(Data excerpts):
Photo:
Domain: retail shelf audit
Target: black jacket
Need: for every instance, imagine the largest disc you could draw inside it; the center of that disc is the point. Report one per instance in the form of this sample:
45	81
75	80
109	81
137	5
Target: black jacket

(WHAT YOU ARE ASKED TO DO): The required result is an exact repeat of the records above from the line containing "Domain: retail shelf audit" to their final line.

(TASK OUTPUT):
Domain: retail shelf audit
Target: black jacket
Need: for every instance, imagine the largest disc you could draw inside it; the center of that disc is the point. Report one per instance in the form of this sample:
45	81
75	80
109	81
137	5
Target: black jacket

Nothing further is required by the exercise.